## REQUIREMENTS
Convert the lines of the material into a JSON list of strings, one string per line, beginning at the line that contains "For the evaluation set, tag every instance of the hillside" and stopping after the line that contains "[[114, 6], [39, 61]]", with blank lines left out.

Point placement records
----
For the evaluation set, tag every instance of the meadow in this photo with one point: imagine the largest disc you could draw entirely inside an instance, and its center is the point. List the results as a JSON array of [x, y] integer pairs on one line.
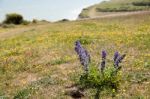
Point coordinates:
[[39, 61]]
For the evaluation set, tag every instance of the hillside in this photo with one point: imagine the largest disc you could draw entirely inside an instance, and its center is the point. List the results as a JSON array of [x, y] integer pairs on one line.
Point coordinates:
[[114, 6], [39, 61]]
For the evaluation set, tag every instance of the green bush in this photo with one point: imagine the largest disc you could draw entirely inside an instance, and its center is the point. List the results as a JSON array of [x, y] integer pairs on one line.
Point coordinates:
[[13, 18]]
----
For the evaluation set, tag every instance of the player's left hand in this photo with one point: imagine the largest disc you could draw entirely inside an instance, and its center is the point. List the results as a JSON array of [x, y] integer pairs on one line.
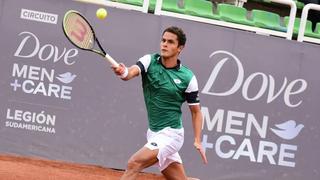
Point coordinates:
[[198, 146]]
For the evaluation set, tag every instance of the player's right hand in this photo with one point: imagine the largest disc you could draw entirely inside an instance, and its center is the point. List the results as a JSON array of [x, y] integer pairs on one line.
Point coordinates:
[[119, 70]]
----
## OUTPUT FOR THIS EXERCISE
[
  "For the evaluation set, tag every instance of the hillside in this photo with one point: imagine the largest disc you could draw entirely inside an instance, and its center is the point. List the results as a JSON array of [x, y] integer pairs on one line.",
  "Point coordinates:",
  "[[114, 6], [39, 61]]"
]